• _Point-per-instance localization data_
-------

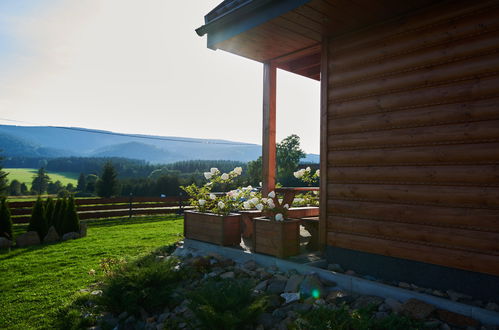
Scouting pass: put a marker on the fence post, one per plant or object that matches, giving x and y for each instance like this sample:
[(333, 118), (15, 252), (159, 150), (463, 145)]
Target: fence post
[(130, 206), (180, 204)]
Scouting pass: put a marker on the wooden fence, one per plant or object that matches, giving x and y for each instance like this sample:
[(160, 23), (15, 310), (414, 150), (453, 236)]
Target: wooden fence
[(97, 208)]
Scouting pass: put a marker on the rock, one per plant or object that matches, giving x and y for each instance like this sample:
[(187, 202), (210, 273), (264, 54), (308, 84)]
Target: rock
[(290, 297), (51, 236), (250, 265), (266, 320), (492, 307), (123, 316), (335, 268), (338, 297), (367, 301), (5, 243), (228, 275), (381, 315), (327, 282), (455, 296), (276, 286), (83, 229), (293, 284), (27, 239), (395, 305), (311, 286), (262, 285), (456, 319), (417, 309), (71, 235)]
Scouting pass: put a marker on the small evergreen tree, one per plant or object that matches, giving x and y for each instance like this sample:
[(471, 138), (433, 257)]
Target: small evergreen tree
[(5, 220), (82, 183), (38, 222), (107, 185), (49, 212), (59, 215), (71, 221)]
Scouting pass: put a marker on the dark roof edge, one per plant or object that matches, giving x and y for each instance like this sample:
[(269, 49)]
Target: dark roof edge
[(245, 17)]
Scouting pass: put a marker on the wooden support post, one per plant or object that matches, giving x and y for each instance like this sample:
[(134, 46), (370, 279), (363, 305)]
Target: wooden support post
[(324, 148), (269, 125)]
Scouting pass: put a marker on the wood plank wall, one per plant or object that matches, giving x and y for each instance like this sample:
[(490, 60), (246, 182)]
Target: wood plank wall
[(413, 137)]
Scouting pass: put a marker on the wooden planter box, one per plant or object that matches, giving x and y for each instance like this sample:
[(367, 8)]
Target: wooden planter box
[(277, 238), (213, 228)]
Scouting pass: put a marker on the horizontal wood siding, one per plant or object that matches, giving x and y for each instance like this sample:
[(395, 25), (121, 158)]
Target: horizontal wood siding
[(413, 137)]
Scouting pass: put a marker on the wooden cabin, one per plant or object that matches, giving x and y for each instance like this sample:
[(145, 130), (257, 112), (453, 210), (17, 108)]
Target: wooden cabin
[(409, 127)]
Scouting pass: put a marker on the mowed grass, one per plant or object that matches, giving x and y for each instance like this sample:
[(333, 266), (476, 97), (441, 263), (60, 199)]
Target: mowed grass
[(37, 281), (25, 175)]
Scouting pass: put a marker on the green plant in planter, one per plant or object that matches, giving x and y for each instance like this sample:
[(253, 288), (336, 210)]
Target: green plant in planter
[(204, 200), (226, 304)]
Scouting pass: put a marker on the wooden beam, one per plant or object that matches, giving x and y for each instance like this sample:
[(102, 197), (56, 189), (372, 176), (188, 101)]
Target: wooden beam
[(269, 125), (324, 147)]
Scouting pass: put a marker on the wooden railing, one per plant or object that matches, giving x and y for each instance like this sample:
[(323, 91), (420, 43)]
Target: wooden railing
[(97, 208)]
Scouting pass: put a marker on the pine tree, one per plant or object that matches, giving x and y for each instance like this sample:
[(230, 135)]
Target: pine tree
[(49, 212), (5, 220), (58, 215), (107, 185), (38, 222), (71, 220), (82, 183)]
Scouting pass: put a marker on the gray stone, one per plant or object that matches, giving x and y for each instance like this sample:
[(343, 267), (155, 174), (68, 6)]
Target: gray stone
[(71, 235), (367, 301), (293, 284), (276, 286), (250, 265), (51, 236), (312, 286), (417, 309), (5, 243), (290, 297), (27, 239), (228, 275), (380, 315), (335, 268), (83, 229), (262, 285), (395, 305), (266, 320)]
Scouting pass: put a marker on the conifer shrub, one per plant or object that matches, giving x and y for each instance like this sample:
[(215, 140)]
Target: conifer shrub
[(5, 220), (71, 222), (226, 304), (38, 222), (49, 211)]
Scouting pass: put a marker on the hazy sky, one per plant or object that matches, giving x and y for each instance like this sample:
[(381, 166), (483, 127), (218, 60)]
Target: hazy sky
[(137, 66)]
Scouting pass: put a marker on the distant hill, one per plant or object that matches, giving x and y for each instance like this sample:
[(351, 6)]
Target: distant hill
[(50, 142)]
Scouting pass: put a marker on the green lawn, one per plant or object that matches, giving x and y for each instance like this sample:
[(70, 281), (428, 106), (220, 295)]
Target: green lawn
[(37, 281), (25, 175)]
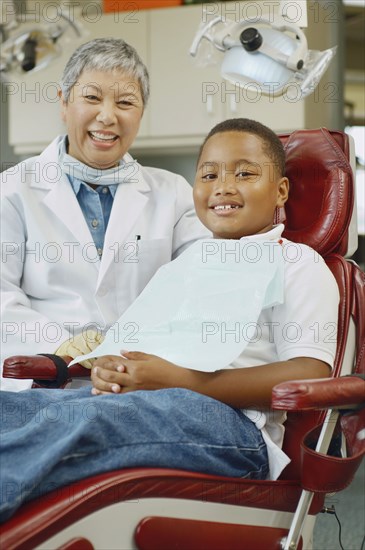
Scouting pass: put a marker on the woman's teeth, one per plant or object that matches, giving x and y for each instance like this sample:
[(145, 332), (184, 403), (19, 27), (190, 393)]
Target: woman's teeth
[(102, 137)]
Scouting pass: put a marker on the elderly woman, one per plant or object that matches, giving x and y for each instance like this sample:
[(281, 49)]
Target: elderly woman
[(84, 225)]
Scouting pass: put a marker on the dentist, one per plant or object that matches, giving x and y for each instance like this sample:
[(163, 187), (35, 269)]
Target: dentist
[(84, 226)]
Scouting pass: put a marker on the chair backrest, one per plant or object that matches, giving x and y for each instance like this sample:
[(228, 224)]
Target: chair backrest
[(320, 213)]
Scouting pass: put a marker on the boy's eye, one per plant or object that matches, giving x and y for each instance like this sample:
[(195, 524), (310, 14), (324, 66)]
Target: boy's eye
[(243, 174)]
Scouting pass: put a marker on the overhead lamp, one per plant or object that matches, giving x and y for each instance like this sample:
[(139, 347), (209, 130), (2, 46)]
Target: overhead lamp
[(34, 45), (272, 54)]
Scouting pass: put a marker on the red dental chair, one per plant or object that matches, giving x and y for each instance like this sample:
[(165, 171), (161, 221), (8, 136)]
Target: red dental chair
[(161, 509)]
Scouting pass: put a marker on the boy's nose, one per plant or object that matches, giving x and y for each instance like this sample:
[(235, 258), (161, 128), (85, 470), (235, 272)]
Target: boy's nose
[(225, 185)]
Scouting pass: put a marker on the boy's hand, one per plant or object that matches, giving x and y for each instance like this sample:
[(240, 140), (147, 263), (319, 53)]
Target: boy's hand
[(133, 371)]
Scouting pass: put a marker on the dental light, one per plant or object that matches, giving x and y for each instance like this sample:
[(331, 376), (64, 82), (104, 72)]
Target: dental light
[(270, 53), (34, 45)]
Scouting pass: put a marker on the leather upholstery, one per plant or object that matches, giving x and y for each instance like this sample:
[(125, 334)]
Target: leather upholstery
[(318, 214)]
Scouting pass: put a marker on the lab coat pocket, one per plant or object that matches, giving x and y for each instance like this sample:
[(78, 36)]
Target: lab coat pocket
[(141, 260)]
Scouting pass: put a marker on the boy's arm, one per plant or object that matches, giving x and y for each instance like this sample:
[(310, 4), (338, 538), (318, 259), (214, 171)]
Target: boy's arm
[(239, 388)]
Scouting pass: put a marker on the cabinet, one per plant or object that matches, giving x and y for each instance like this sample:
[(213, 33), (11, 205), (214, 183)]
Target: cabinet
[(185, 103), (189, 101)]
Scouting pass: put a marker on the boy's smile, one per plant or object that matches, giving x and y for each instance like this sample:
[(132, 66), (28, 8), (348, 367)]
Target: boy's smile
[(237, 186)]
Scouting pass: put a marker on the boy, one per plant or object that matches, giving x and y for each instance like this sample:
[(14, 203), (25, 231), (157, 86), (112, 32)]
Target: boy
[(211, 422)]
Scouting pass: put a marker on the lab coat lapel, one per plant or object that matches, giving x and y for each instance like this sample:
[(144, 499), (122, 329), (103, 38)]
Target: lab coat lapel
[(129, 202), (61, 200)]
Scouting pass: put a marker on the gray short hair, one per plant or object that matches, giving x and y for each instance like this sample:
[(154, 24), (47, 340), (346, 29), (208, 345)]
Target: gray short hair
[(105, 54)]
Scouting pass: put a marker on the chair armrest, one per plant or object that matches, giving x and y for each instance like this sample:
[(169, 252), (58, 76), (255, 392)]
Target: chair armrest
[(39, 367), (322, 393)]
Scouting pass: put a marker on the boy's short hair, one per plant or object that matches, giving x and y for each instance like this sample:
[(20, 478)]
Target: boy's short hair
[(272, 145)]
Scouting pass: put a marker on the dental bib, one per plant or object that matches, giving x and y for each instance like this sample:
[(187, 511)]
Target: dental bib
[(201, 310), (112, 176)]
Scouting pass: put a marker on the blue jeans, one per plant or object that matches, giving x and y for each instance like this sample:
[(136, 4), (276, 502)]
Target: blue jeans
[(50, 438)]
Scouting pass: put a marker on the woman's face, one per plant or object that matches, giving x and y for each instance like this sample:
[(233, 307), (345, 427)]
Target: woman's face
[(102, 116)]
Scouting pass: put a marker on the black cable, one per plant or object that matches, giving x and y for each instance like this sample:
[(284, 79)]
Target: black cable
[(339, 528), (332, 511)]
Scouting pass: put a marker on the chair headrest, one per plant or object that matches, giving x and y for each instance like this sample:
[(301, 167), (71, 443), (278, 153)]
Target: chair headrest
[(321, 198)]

-------

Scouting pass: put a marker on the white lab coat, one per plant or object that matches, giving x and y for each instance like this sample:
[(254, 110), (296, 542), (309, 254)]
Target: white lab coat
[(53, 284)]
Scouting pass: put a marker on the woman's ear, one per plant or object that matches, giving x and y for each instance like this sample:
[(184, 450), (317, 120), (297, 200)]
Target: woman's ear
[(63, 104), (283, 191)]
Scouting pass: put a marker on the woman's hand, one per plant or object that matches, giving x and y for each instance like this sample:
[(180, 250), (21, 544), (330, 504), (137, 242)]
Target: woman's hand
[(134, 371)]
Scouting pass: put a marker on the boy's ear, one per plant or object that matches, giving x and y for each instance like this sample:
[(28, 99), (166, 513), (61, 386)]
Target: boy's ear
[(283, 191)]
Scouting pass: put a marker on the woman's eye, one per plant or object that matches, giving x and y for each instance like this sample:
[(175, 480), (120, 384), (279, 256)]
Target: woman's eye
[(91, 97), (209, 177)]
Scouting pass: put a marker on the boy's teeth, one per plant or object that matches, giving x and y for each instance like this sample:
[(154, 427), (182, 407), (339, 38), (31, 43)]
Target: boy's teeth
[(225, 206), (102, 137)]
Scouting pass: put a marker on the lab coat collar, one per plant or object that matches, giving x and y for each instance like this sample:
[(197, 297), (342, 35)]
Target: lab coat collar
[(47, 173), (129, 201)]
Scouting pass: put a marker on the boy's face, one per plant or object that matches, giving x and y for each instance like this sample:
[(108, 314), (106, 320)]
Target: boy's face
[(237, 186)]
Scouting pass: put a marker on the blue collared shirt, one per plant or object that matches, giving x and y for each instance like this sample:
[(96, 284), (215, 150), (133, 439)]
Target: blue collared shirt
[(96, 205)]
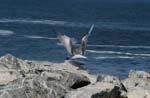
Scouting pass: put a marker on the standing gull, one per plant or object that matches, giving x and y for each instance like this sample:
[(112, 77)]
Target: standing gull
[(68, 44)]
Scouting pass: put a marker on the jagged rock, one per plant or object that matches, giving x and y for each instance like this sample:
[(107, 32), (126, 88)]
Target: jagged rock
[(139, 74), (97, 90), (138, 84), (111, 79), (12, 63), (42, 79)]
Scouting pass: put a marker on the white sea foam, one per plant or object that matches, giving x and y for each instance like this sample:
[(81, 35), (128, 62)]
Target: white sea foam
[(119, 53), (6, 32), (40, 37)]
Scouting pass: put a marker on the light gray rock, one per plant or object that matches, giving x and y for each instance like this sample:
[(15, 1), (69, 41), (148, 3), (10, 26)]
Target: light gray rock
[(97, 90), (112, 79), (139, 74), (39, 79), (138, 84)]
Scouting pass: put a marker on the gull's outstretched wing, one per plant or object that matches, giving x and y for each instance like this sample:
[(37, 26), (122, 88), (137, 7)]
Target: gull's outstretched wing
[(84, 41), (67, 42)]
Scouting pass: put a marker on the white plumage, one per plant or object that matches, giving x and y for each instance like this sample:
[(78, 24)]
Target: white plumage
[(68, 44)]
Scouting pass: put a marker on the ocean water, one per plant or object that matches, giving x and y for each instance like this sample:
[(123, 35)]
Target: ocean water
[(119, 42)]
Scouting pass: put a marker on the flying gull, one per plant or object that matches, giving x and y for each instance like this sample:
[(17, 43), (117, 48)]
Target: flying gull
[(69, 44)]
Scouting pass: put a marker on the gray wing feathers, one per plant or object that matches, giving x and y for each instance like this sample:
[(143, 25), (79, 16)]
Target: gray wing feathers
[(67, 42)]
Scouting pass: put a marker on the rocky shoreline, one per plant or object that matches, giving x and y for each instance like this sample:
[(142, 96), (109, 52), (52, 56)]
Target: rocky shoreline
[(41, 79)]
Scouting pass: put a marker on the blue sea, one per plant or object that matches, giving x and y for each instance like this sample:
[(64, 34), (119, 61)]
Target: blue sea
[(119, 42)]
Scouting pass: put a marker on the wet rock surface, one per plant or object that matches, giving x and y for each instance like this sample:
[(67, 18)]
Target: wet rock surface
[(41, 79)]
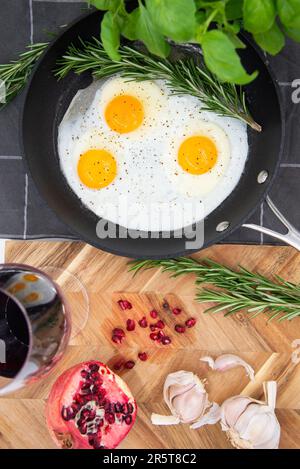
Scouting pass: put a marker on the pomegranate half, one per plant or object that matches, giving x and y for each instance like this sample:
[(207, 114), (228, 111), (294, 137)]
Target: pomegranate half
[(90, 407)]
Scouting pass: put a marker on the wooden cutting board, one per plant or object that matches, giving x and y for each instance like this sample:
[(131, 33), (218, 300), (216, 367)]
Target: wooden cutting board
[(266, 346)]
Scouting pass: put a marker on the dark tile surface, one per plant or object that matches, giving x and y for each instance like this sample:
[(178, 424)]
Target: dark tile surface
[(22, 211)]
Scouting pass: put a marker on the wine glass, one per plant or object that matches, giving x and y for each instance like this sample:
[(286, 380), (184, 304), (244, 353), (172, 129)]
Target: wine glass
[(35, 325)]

-------

Return only the lines between the one holding "[(134, 46), (370, 279), (363, 305)]" and the one holding "Scouting pass: put a marker on the mowed", inclusive, exactly as they appear above.

• _RESULT OF THIS TASK_
[(134, 46), (370, 279), (363, 305)]
Target: wooden support post
[(324, 148), (269, 125)]
Scouting pass: put a marker on the wood plank wall, one per plant or object that matches, giving x and y for each instance like this sample:
[(490, 60), (246, 182)]
Target: wood plank wall
[(413, 137)]
Scouting pass: put a marker on the wooden planter box, one per plant or object that matches, giving x and y for each instance like this sample:
[(367, 8)]
Target: wooden planter box
[(277, 238), (213, 228)]
Scouting pass: put a marker on the horizontal wood siding, one per plant or object that matches, giving x and y for each instance like this sample:
[(395, 25), (121, 158)]
Target: horizontal wood siding
[(413, 137)]
Scouting pass: put a marker on the wooden cabin, one per plant or object that matches, giving x and y for each instance like this sample:
[(145, 130), (257, 112), (453, 210), (17, 108)]
Target: wooden cabin
[(409, 127)]
Scouting pass: put a marker on the mowed grass, one per plant or object that matches, giving x and y for each instance like this sample:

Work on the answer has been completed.